• [GOAL]
Please update the listing below by changing every "Example invocation" to "Sample call" and leaving all else as it is. Omit the pictures from your answer.

[Dataset entries]
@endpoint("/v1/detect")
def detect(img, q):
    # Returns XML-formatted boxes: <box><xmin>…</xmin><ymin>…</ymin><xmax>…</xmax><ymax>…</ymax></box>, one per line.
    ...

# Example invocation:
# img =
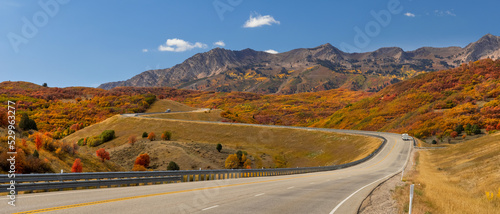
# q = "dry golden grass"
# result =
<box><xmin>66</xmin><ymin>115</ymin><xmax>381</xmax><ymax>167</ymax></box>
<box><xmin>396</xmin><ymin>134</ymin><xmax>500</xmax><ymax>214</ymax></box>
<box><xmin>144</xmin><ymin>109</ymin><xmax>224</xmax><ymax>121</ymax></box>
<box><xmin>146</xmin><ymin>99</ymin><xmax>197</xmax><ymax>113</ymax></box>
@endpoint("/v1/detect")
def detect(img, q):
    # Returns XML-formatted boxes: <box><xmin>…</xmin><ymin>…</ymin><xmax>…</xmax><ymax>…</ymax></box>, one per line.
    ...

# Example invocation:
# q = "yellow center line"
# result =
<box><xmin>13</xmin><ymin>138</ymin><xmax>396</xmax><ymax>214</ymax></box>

• [WRITTEN ANSWER]
@endpoint("/v1/detect")
def detect(img, q):
    # Returns XML-formatted boxes: <box><xmin>…</xmin><ymin>…</ymin><xmax>…</xmax><ymax>…</ymax></box>, one per line.
    ...

# Sample call:
# img =
# q = "dry golden grass"
# result =
<box><xmin>66</xmin><ymin>115</ymin><xmax>381</xmax><ymax>167</ymax></box>
<box><xmin>396</xmin><ymin>134</ymin><xmax>500</xmax><ymax>214</ymax></box>
<box><xmin>144</xmin><ymin>109</ymin><xmax>224</xmax><ymax>121</ymax></box>
<box><xmin>146</xmin><ymin>99</ymin><xmax>197</xmax><ymax>113</ymax></box>
@endpoint("/v1/detect")
def detect(img, q):
    # Returns XML-formatted boxes: <box><xmin>…</xmin><ymin>…</ymin><xmax>…</xmax><ymax>…</ymax></box>, one per line.
    ...

# Sample call:
# q = "yellow center line"
# result =
<box><xmin>13</xmin><ymin>138</ymin><xmax>396</xmax><ymax>214</ymax></box>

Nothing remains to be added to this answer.